TASK INPUT →
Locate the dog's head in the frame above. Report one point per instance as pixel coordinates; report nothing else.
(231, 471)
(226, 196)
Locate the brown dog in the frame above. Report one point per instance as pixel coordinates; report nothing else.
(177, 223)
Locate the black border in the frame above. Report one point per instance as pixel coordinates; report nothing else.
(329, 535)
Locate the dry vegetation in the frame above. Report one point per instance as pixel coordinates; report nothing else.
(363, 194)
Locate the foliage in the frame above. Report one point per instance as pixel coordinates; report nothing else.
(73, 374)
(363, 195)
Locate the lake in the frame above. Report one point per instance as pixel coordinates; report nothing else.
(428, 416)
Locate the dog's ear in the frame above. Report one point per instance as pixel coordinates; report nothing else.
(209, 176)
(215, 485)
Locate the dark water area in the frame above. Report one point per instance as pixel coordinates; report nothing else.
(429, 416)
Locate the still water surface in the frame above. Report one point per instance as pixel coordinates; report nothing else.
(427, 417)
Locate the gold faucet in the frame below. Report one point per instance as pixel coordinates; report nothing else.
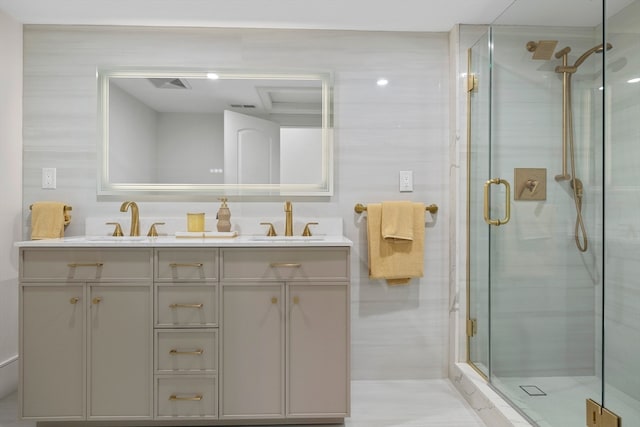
(135, 217)
(288, 215)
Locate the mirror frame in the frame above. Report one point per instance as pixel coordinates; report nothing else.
(107, 189)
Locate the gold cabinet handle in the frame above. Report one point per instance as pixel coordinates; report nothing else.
(285, 264)
(195, 398)
(177, 352)
(90, 264)
(192, 264)
(507, 211)
(186, 305)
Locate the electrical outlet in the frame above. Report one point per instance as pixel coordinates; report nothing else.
(49, 178)
(406, 181)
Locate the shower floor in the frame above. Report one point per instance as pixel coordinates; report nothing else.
(563, 404)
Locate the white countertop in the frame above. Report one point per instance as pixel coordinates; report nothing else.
(172, 241)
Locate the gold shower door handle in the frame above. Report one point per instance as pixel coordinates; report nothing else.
(507, 210)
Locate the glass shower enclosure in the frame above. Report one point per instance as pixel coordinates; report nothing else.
(554, 213)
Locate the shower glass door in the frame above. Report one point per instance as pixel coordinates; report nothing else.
(621, 304)
(539, 295)
(478, 93)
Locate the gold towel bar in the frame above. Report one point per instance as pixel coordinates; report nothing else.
(359, 208)
(66, 208)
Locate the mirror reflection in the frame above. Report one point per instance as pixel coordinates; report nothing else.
(226, 133)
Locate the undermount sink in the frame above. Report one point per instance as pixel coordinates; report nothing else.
(114, 238)
(287, 238)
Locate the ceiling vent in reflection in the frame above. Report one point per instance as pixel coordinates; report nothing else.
(170, 83)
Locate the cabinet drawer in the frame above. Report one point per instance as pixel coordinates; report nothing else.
(86, 264)
(186, 264)
(285, 264)
(188, 397)
(187, 351)
(187, 306)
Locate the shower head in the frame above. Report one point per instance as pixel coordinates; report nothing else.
(542, 49)
(596, 49)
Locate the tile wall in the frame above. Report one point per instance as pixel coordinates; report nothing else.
(10, 214)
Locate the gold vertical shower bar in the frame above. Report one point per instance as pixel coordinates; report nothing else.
(564, 53)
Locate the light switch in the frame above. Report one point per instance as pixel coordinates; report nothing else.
(49, 178)
(406, 181)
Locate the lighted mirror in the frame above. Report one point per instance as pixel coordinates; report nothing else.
(205, 132)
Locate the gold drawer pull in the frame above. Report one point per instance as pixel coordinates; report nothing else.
(196, 398)
(191, 264)
(186, 305)
(193, 353)
(89, 264)
(285, 264)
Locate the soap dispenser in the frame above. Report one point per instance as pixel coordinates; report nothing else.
(224, 216)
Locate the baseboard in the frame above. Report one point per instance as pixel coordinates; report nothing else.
(8, 376)
(489, 406)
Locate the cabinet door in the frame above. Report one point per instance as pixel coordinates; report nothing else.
(120, 345)
(252, 374)
(52, 351)
(318, 350)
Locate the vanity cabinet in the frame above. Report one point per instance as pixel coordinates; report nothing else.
(284, 333)
(184, 334)
(85, 334)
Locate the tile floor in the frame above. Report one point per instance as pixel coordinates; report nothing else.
(431, 403)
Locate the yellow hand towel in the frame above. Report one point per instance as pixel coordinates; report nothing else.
(47, 220)
(397, 261)
(397, 220)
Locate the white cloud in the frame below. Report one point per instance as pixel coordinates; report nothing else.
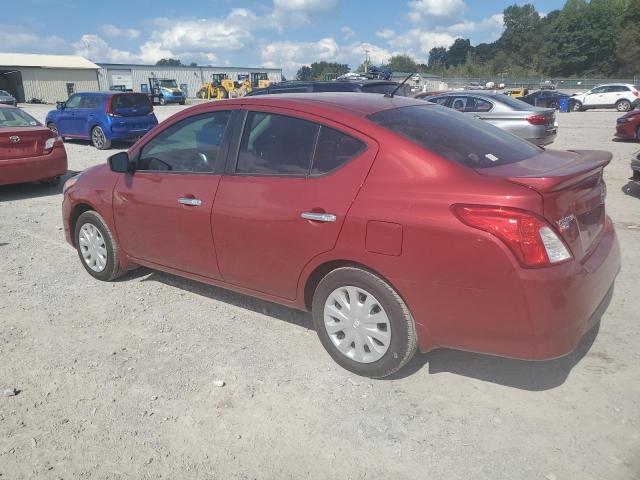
(113, 31)
(386, 33)
(347, 33)
(425, 10)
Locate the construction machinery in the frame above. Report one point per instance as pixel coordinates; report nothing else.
(221, 86)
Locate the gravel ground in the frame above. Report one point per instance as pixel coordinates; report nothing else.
(116, 381)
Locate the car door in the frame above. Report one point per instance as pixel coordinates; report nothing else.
(596, 97)
(66, 118)
(289, 185)
(163, 210)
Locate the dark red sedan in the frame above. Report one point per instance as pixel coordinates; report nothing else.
(400, 224)
(628, 126)
(28, 151)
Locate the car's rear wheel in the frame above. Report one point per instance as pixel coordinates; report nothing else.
(99, 139)
(363, 323)
(97, 248)
(623, 105)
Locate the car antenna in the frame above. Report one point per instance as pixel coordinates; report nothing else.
(390, 95)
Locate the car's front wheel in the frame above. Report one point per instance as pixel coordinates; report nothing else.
(97, 247)
(623, 105)
(99, 139)
(363, 323)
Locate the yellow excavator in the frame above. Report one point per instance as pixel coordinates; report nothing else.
(221, 86)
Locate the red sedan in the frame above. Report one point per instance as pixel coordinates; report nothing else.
(628, 126)
(400, 224)
(28, 150)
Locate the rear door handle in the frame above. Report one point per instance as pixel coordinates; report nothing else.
(318, 217)
(193, 202)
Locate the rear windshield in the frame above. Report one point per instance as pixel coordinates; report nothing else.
(385, 88)
(452, 135)
(513, 103)
(131, 100)
(10, 117)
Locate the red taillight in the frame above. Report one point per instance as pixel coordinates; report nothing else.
(529, 237)
(538, 120)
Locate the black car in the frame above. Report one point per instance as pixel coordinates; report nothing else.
(7, 99)
(362, 86)
(545, 98)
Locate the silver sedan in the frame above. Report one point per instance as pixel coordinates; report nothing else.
(535, 124)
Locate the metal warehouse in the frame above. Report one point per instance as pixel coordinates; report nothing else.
(51, 78)
(136, 77)
(46, 77)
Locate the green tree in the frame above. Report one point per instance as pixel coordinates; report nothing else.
(172, 62)
(628, 40)
(402, 63)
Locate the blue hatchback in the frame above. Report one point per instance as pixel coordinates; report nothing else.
(103, 117)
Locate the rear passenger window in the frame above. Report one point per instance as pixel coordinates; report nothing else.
(276, 145)
(334, 149)
(191, 145)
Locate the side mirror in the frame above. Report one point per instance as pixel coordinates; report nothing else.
(121, 163)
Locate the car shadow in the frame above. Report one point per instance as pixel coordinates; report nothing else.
(253, 304)
(22, 191)
(632, 189)
(520, 374)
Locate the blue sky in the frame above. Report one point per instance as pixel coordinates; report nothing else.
(274, 33)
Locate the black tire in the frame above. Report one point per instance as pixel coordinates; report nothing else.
(99, 139)
(623, 105)
(403, 343)
(112, 268)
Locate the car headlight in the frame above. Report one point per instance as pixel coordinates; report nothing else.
(70, 182)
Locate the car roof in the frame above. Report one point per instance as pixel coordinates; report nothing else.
(349, 103)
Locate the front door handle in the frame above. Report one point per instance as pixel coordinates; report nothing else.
(193, 202)
(318, 217)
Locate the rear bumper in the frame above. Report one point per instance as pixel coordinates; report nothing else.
(31, 169)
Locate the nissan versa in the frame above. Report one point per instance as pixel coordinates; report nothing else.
(400, 224)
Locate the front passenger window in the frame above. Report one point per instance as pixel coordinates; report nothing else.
(192, 145)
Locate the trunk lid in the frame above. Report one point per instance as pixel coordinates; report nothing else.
(22, 142)
(572, 189)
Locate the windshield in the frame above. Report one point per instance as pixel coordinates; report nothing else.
(10, 117)
(512, 102)
(454, 136)
(168, 84)
(385, 88)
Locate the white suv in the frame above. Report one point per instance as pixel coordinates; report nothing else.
(621, 96)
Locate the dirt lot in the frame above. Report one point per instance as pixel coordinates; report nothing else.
(116, 380)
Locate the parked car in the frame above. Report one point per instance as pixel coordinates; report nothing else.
(361, 86)
(400, 224)
(103, 117)
(545, 98)
(7, 99)
(29, 151)
(635, 169)
(628, 126)
(621, 96)
(535, 124)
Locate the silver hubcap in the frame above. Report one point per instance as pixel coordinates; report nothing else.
(357, 324)
(98, 137)
(92, 247)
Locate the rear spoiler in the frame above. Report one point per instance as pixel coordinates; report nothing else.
(585, 165)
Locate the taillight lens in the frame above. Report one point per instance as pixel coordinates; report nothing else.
(51, 142)
(538, 120)
(529, 237)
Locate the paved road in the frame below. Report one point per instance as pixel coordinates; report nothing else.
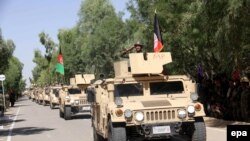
(28, 121)
(33, 122)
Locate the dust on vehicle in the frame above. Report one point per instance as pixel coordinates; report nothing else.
(141, 102)
(73, 99)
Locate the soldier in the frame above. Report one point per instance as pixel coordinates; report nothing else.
(137, 48)
(244, 98)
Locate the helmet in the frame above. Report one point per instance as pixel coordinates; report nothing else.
(244, 79)
(138, 44)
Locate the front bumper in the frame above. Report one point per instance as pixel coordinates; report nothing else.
(156, 131)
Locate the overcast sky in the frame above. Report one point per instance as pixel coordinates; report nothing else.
(22, 21)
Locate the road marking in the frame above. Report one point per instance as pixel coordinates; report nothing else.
(12, 125)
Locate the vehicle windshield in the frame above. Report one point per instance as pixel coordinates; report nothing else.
(74, 91)
(158, 88)
(135, 89)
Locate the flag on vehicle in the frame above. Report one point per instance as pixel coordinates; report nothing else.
(59, 65)
(158, 42)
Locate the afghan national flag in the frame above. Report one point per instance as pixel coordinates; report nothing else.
(158, 42)
(59, 65)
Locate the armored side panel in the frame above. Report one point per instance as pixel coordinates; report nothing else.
(122, 68)
(151, 63)
(84, 79)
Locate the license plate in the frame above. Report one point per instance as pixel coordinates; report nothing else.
(161, 129)
(85, 108)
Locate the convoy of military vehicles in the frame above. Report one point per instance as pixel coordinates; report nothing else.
(140, 102)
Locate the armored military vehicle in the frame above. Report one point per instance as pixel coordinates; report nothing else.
(39, 95)
(53, 96)
(73, 99)
(141, 102)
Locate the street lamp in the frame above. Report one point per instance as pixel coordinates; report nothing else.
(2, 78)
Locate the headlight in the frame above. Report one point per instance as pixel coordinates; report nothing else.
(191, 109)
(139, 116)
(182, 114)
(118, 101)
(77, 102)
(128, 113)
(194, 96)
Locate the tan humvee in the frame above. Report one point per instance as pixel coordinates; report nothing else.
(36, 93)
(53, 96)
(30, 93)
(143, 103)
(73, 99)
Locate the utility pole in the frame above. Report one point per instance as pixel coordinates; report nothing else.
(2, 78)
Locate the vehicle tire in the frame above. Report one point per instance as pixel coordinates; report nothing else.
(97, 137)
(67, 112)
(116, 132)
(199, 133)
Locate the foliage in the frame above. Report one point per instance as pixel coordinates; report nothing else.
(213, 34)
(10, 66)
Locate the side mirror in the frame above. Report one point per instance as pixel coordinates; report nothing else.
(91, 95)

REQUIRED TASK →
Repeat word for word every line from the one that holds "Locate the utility" to the end. Both ends count.

WRITTEN REPLY →
Locate the utility pole in the frame above. Report one point per instance as pixel coordinates; report nothing else.
(2, 78)
Locate the vehicle tire in the frame above. Report one point per instance as pixel coordinates; report nothing else.
(97, 137)
(67, 112)
(116, 132)
(199, 133)
Locate the foliage in the frame above. Report one point per instance as pixel coordinates; report nothing else.
(213, 34)
(10, 66)
Locate the side mirror in the frame above. Report one point per instance as pixel coordinates; report nothing else.
(91, 95)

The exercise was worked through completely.